=== Tujuan ===
Tolong sunting berita tentang digital trust di bawah dengan menulis ulang bagiannya, mulai dari kata-kata yang memuat "Ia melanjutkan, hal" dan berhenti setelah "ke dalam ekosistem digital.". Dalam bagian itu, ganti "pencurian identitas" dengan "penipuan daring".

=== Kutipan Bacaan ===

KALBARNEWS.CO.ID (JAKARTA) - Analisis Senior Deputi Direktur Pengaturan, Penelitian, dan
Pengembangan Fintech Otoritas Jasa Keuangan (OJK) Tomi Joko Irianto mengatakan
penyedia layanan teknologi finansial (tekfin/fintech) untuk memperhitungkan kepercayaan konsumen dalam
keberlangsungan berbagai aktivitas ekonomi vital di ranah digital (digital
trust).Pentingnya "Digital Trust" Dalam Aktivitas Ekonomi Di Ranah Digital
"Berbagai tantangan seperti perlindungan data
pribadi, keamanan siber, e-KYC dalam mengukur kemampuan lembaga jasa
keuangan untuk mengenal konsumennya secara elektronik," kata Tomi. Sabtu (24 Desember 2022).
Ia melanjutkan, hal tersebut termasuk keandalan
sistemnya, kualitas kredit skornya, layanan kepada konsumennya, serta edukasi
kepada publik terhadap manfaat dan layanan lembaga keuangan nonbank.
"(Itu semua) menjadi hal penting yang perlu
diperhatikan oleh seluruh stakeholder karena berdampak pada keberlangsungan bisnis
maupun perlindungan konsumen," ujarnya.
Meningkatnya penetrasi pengguna internet di tengah
maraknya berbagai kejahatan siber seperti pencurian identitas, menjadikan
digital trust semakin penting untuk dibangun demi mendorong masuknya masyarakat
ke dalam ekosistem digital.
Berdasarkan survei Indikator Politik Indonesia
pada Oktober 2022, sekitar 41,6 persen masyarakat Indonesia meragukan atau
bahkan merasa data pribadi yang didaftarkan dalam aplikasi digital tidak
terjamin kerahasiaannya.
Masih dalam riset yang sama, meskipun mayoritas (75,1
persen) belum pernah mendengar atau mengetahui tentang rancangan UU PDP, namun
mayoritas masyarakat menyatakan semakin percaya data pribadi akan terlindungi
jika UU PDP diberlakukan (61,4 persen).
Untuk itu, pemerintah telah mengesahkan Undang
Undang Perlindungan Data Pribadi (PDP) belum lama ini yang memberikan kerangka
aturan komprehensif pelindungan data pribadi masyarakat dalam ekosistem digital.

=== Data Ditampilkan ===
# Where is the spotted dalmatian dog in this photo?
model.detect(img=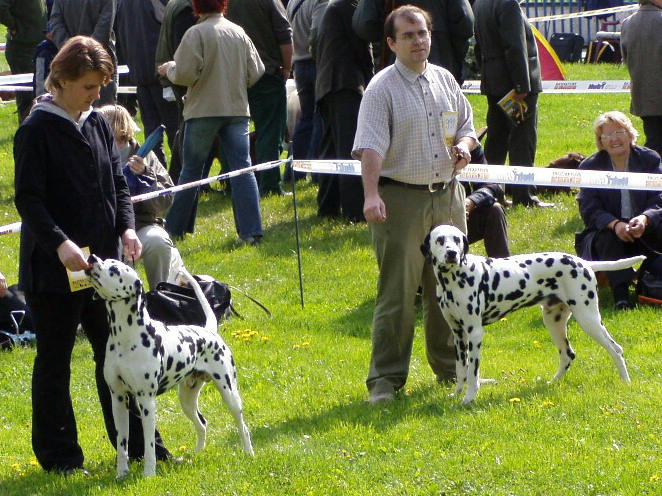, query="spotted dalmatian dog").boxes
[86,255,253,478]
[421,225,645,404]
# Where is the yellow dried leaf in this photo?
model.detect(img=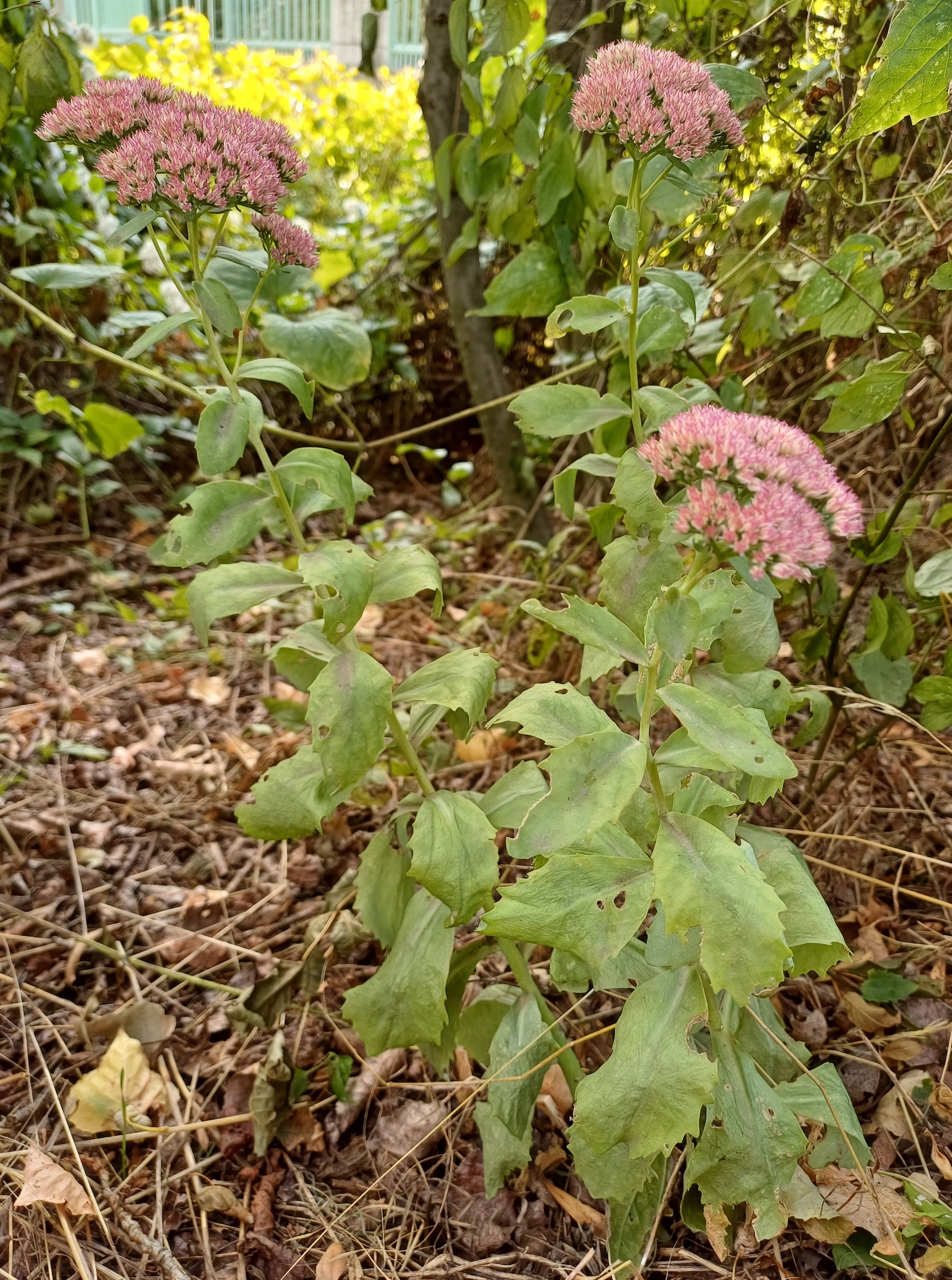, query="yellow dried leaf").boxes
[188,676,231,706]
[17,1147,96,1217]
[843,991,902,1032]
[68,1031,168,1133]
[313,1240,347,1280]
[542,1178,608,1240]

=== Jawaban Tugas ===
Ia melanjutkan, hal tersebut termasuk keandalan
sistemnya, kualitas kredit skornya, layanan kepada konsumennya, serta edukasi
kepada publik terhadap manfaat dan layanan lembaga keuangan nonbank.
"(Itu semua) menjadi hal penting yang perlu
diperhatikan oleh seluruh stakeholder karena berdampak pada keberlangsungan bisnis
maupun perlindungan konsumen," ujarnya.
Meningkatnya penetrasi pengguna internet di tengah
maraknya berbagai kejahatan siber seperti penipuan daring, menjadikan
digital trust semakin penting untuk dibangun demi mendorong masuknya masyarakat
ke dalam ekosistem digital.